▶ [JOB]
Transcribe the records below exactly, leaving out any pictures.

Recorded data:
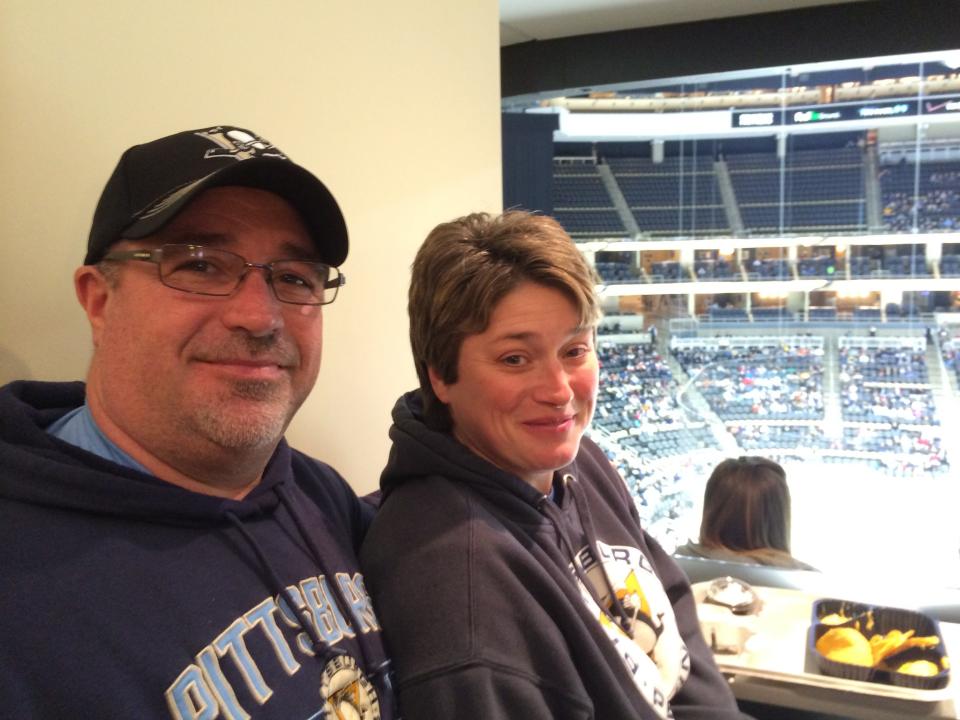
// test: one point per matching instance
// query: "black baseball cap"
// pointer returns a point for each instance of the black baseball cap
(156, 180)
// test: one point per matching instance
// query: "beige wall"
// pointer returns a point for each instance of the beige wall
(394, 105)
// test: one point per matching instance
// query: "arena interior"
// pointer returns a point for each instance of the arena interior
(778, 254)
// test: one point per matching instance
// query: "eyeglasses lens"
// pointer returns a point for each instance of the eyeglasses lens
(210, 271)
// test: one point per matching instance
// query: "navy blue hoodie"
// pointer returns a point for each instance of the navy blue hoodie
(127, 597)
(501, 603)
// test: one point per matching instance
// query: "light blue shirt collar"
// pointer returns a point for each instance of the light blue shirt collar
(78, 428)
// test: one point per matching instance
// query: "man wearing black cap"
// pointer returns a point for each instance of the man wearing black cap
(166, 554)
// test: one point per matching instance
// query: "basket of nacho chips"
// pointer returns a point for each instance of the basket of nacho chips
(874, 643)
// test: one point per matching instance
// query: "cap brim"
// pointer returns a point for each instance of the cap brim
(303, 190)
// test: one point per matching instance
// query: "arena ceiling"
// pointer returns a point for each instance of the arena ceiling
(524, 20)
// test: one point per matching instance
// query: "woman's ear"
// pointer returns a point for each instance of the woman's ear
(440, 388)
(93, 291)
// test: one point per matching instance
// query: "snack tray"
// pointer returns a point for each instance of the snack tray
(776, 651)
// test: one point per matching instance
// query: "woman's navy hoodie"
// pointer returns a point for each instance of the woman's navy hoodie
(501, 603)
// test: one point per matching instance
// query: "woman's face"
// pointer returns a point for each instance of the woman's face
(526, 385)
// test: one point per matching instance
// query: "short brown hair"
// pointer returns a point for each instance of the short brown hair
(746, 506)
(465, 267)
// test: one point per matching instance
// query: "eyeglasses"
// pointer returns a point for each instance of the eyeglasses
(211, 271)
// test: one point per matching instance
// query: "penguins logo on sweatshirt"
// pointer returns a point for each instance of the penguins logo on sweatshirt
(346, 692)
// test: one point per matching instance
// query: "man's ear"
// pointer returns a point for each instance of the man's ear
(93, 291)
(440, 388)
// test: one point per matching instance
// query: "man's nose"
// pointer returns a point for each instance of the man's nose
(253, 306)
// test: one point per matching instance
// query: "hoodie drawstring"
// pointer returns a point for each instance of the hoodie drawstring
(615, 611)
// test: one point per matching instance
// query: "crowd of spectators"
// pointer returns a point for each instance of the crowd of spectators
(886, 385)
(935, 207)
(766, 381)
(784, 436)
(645, 433)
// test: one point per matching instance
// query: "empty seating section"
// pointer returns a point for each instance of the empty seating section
(885, 380)
(950, 265)
(591, 223)
(758, 378)
(930, 191)
(821, 313)
(904, 266)
(778, 313)
(580, 191)
(759, 438)
(811, 191)
(581, 202)
(617, 272)
(641, 427)
(728, 314)
(679, 196)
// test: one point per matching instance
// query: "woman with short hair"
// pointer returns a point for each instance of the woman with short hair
(507, 562)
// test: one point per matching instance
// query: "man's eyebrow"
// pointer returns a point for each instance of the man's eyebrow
(530, 334)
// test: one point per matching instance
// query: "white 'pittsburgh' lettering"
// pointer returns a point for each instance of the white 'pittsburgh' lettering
(202, 690)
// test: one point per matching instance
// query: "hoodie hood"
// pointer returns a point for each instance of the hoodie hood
(49, 472)
(418, 451)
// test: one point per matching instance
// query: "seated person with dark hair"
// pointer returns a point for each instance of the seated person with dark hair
(746, 515)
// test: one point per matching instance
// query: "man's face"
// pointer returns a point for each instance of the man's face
(175, 371)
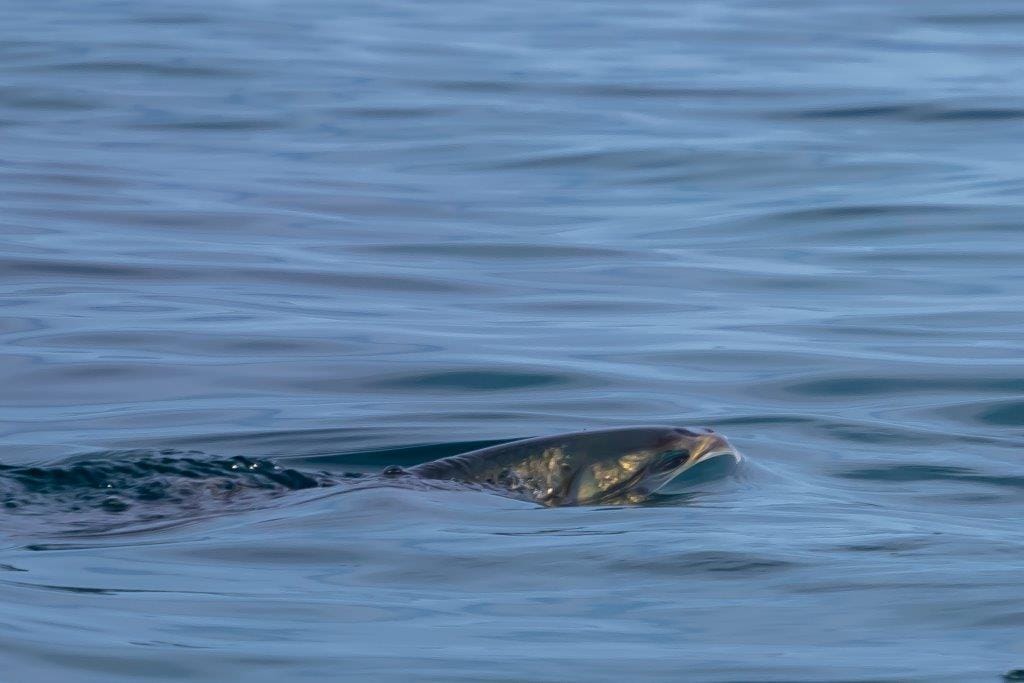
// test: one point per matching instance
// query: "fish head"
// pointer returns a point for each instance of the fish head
(633, 475)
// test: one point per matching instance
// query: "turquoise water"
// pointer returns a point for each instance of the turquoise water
(343, 236)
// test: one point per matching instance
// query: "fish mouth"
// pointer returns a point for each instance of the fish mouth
(711, 446)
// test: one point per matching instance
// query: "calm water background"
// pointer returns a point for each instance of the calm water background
(321, 231)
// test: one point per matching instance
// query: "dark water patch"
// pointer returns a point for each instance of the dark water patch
(482, 380)
(73, 497)
(870, 386)
(996, 18)
(160, 70)
(911, 473)
(916, 113)
(1007, 414)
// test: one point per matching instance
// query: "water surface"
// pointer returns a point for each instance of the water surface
(343, 235)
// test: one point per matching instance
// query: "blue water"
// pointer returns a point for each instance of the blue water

▶ [EXERCISE ANSWER]
// test: one point per matching instance
// query: "black baseball cap"
// pointer returns a point for each instance of the black baseball cap
(156, 180)
// test: one point per matching instance
// query: "beige wall"
// pointer returns a point for each instance of the beige wall
(394, 105)
// test: one point per matching instance
// query: "arena interior"
// pointer returns a point for each instance of the arena interior
(778, 254)
// test: one point per matching instance
// query: "eyeglasses lens"
// pointer returns a point for each instance of the eyeglasses lens
(210, 271)
// test: one point per matching instance
// query: "navy blue hoodie"
// pointer returns a point for each instance of the navy blue hoodie
(127, 597)
(501, 603)
// test: one point per matching instance
// query: "light blue shirt collar"
// pointer returns a point for each instance of the light blue shirt collar
(78, 428)
// test: one point per matching instance
// query: "man wearing black cap"
// pointer returns a point for each instance of the man wearing black cap
(166, 554)
// test: one point per matching instance
// query: "basket of nacho chips"
// pointer returns a point for each instance of the basket of nacho chips
(874, 643)
// test: one point per matching instance
// query: "cap brim"
// pointer returns a point for each instance of the cap brim
(303, 190)
// test: one point per matching instance
// query: "arena ceiling"
// pointer returns a point for each instance of the arena ceiling
(524, 20)
// test: one point per matching instance
// query: "woman's ear"
// pointer returns a point for each instance of the woman's ear
(440, 388)
(93, 291)
// test: one point per matching instance
// query: "snack tray"
// pointer returns a point for each instance of the snack tray
(776, 651)
// test: one point per matching instance
// query: "woman's navy hoodie"
// pointer returns a point for each instance of the woman's navy hoodie
(501, 603)
// test: one point per matching instance
// query: "woman's face"
// pointer returns a point for each instance of the woman's face
(526, 385)
// test: one point per matching instance
// query: "short brown hair"
// pointer returns a point for each instance of the short brown hair
(746, 506)
(465, 267)
// test: one point per matching instance
// query: "eyeglasses"
// pointer returns a point for each instance of the eyeglasses
(211, 271)
// test: one point per matching instance
// query: "penguins logo on sweatshirt"
// pointer returns a point for each instance of the penguins logo on sweatshirt
(346, 692)
// test: one point per matching instance
// query: "man's ear"
// pointer returns a point for each instance of the man's ear
(93, 291)
(440, 388)
// test: one point per matching instance
// query: "man's nose"
// pointer returns a point for each instance of the man's nose
(253, 306)
// test: one point per matching instance
// query: "hoodie drawstring"
// pointer returns a point for each instance of the hoodie drawstring
(615, 611)
// test: one point per matching instance
// query: "crowd of spectators"
// pointer returns a point for each instance of the crowd of spectators
(886, 385)
(935, 207)
(766, 381)
(784, 436)
(645, 433)
// test: one point per matching instance
// query: "empty seating section"
// pointer returns a point for each instance of the empty seating section
(885, 380)
(950, 265)
(591, 223)
(758, 378)
(930, 191)
(821, 313)
(904, 266)
(778, 313)
(580, 191)
(759, 438)
(811, 191)
(581, 202)
(617, 272)
(641, 427)
(728, 314)
(679, 196)
// test: one point per matching instance
// query: "woman with short hair"
// pointer returns a point for each instance of the woman with short hair
(507, 562)
// test: one point per matching instance
// query: "man's eyebrow"
// pointer returns a point for each instance of the man's eyebrow
(530, 334)
// test: one point per matching instance
// query: "white 'pittsburgh' lettering"
// pointer returns a point for each instance of the white 'pittsburgh' lettering
(202, 690)
// test: one point per matching instance
// query: "hoodie hood"
// pointer returns a point for each instance of the hoodie hood
(49, 472)
(418, 451)
// test: one point per matching instance
// query: "seated person with dark hair"
// pointer returns a point for each instance of the seated person with dark hair
(746, 515)
// test: one point per matching instance
// query: "man's face"
// pointer returns a point for each instance of the man's face
(175, 371)
// test: one point per matching instance
// query: "fish head"
// pointer returns a point for each instance of the fish head
(633, 475)
// test: one point per matching instance
// query: "turquoise water"
// pointer returns a point for each instance of the turquoise water
(343, 236)
// test: one point per matching instance
// query: "fish mouth"
// pointer returns a point for each instance of the fish mouth
(711, 446)
// test: one point per matching instance
// query: "calm water background"
// pointer returns a point for each instance of the calm water background
(321, 231)
// test: one point per matching instance
// query: "dark water patch"
// pointer returns a point for each instance of the dark water patch
(482, 380)
(73, 497)
(870, 386)
(996, 18)
(160, 70)
(911, 473)
(916, 113)
(1007, 414)
// test: one point per matching instance
// query: "water surface"
// pointer returns a point for each instance of the water surface
(343, 235)
// test: one point per matching instance
// query: "blue water"
// pointer returns a point for each instance of the blue water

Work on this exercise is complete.